▶ GOAL 1:
Answer these questions from the Haber process text:
(a) What serves as the catalyst in the process?
(b) What Kp value is given for 500 °C?
(c) At what temperature is the Kp value 2.25 × 10^-6?
▶ GOAL 2: In the Haber process text, rewrite the part that opens with the words containing "Ammonia is produced" and closes with "exothermic or endothermic?", renaming "iron mesh" as "nickel gauze".

▶ READING PASSAGE:
Ammonia is produced by the Haber process, in which nitrogen and hydrogen are reacted directly using an iron mesh impregnated with oxides as a catalyst. For the reaction $$\mathrm{N}_{2}(g)+3 \mathrm{H}_{2}(g) \rightleftharpoons 2 \mathrm{NH}_{3}(g)$$ equilibrium constants \(\left(K_{\mathrm{p}} \text { values ) as a function of temperature }\right.\) are\(\begin{array}{ll}{300^{\circ} \mathrm{C},} & {4.34 \times 10^{-3}} \\ {500^{\circ} \mathrm{C},} & {1.45 \times 10^{-5}} \\\ {600^{\circ} \mathrm{C},} & {2.25 \times 10^{-6}}\end{array}\) Is the reaction exothermic or endothermic?

▶ GIVEN DATA:
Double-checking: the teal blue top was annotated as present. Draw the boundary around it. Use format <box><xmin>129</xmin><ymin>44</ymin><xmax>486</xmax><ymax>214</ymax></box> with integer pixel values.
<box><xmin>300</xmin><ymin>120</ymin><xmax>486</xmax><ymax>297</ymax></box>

▶ EXPECTED OUTPUT 1:
(a) An iron mesh impregnated with oxides
(b) 1.45 × 10^-5
(c) 600 °C

▶ EXPECTED OUTPUT 2:
Ammonia is produced by the Haber process, in which nitrogen and hydrogen are reacted directly using an nickel gauze impregnated with oxides as a catalyst. For the reaction $$\mathrm{N}_{2}(g)+3 \mathrm{H}_{2}(g) \rightleftharpoons 2 \mathrm{NH}_{3}(g)$$ equilibrium constants \(\left(K_{\mathrm{p}} \text { values ) as a function of temperature }\right.\) are\(\begin{array}{ll}{300^{\circ} \mathrm{C},} & {4.34 \times 10^{-3}} \\ {500^{\circ} \mathrm{C},} & {1.45 \times 10^{-5}} \\\ {600^{\circ} \mathrm{C},} & {2.25 \times 10^{-6}}\end{array}\) Is the reaction exothermic or endothermic?